> Exercise brief:
Continue the news article on Trump's Israel-Hamas ceasefire deal and the pressure on Netanyahu, picking up after its last sentence.

> Document excerpt:
US President Donald Trump, the self-proclaimed peacemaker who campaigned for the Nobel Peace Prize, finally scored a diplomatic victory worthy of the cameras on Monday: World leaders traveled to Egypt to sign a ceasefire and hostage release agreement that he brokered between Israel and Hamas.
However, if he wants peace to last, Trump will, according to diplomats and analysts, need to keep up the pressure on the man whose support he will need in the next stages of his plan - Israeli Prime Minister Benjamin Netanyahu.
For US presidents from Bill Clinton to Joe Biden, the stubborn Israeli leader has been difficult to work with, and even Trump administration officials have been frustrated by some Israeli military strikes that they see as undermining US policy, according to Reuters.
But this month, Trump managed to persuade Netanyahu to accept his framework for a broader peace deal, while convincing other Middle Eastern countries to persuade Hamas to return all Israeli hostages - its key trump card in the war.
However, Reuters points out that the harder work lies ahead.
Israel and Hamas remain deeply divided over many aspects of Trump's 20-point plan, and as Israel prepares for the next election, Netanyahu's strategy could change as he tries to keep his right-wing coalition together.
"We are entering a political year in which everything is tied to election campaigns, and Netanyahu's calculations could change - from giving in to pressure to trying to ensure his own political survival," Nimrod Goren, president of Mitvim, an Israeli foreign policy think tank, told the British agency.

> Provided material:

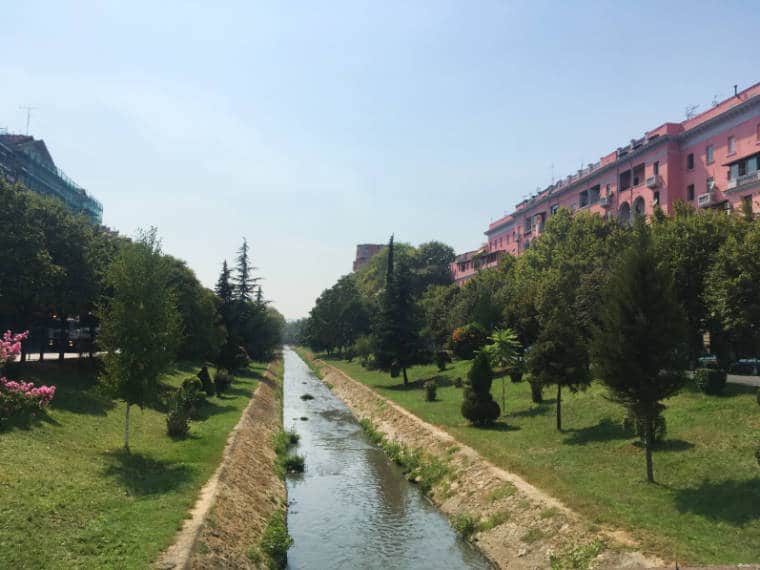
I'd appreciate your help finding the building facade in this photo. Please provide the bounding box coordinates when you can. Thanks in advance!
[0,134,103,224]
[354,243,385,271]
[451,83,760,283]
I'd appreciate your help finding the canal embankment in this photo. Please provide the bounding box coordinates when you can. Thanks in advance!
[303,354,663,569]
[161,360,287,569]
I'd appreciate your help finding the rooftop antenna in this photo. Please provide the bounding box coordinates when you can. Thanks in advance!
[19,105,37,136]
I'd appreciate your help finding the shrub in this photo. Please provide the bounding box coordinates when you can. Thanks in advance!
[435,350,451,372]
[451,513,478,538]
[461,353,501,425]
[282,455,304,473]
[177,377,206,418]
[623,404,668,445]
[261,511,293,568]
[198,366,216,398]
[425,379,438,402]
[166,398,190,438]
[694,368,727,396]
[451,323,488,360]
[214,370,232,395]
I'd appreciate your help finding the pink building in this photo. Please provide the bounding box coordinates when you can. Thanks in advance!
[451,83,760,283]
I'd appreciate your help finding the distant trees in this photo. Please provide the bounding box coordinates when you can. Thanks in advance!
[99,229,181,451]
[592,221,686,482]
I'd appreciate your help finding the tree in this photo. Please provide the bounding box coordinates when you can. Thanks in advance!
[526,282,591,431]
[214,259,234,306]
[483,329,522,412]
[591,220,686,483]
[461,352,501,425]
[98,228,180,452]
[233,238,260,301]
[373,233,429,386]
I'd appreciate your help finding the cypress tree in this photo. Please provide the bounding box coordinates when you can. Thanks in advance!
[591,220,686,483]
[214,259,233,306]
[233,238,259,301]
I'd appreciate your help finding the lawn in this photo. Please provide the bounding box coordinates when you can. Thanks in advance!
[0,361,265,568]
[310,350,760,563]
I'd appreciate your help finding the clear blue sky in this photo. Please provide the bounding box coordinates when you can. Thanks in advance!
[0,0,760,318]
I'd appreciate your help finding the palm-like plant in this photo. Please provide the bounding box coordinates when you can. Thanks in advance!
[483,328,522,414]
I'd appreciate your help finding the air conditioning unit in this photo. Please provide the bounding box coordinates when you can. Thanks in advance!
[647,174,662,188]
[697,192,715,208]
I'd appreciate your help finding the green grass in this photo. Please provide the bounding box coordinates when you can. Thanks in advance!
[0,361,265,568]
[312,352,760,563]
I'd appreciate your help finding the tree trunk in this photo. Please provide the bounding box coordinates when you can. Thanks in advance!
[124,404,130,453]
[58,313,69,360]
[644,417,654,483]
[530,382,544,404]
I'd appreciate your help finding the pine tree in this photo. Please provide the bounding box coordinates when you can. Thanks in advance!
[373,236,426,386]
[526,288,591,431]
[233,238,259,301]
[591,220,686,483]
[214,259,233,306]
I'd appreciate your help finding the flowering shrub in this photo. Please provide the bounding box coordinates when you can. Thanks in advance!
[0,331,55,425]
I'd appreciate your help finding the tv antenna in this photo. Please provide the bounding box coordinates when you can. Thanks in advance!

> Result of the task:
The strength of Trump's peace plan, diplomats and analysts say, is also its weakness.
The document that forms the core of the agreement leaves much undefined, and neither side has actually agreed to all the details of each of the terms. It is this vagueness that was crucial for both sides to sign the agreement, but it also means that the hardest diplomatic work is yet to come.
Among the potential stumbling blocks to Trump's peace plan is a provision that Hamas disarm and not participate in any future administration of Gaza. While Hamas has generally agreed to Trump's plan, the movement's official response does not mention those specific conditions, and Hamas leaders have indicated that they still see themselves in a role of governing Gaza after the war.
“There are countless ways this could go wrong,” said John Alterman, a Middle East expert at the Washington-based Center for Strategic and International Studies and a former State Department official. “It’s hard to think of an international agreement that left so much to be worked out later.”
A senior US official suggested that Trump gained influence over Netanyahu in part due to his strong support for Israel on other important issues.
Trump's first administration officially recognized Jerusalem as the capital of Israel and the Golan Heights as part of that country - two things the Israeli government had long wanted.
“One thing that President Trump has done with Israel ... is he hasn’t tried to be neutral,” the U.S. official said. “He’s basically stood shoulder to shoulder with Israel, 100 percent. But that’s exactly why he’s been able to help them move in the right direction.”
When it comes to applying political pressure on Netanyahu, Trump's track record is mixed.
In July, Israel bombed the Syrian Defense Ministry in Damascus, even as the United States sought to expand ties with the new Syrian government. For months, the US president provided Netanyahu with political cover for the Gaza operation, despite growing concern among European and Arab allies about the humanitarian situation.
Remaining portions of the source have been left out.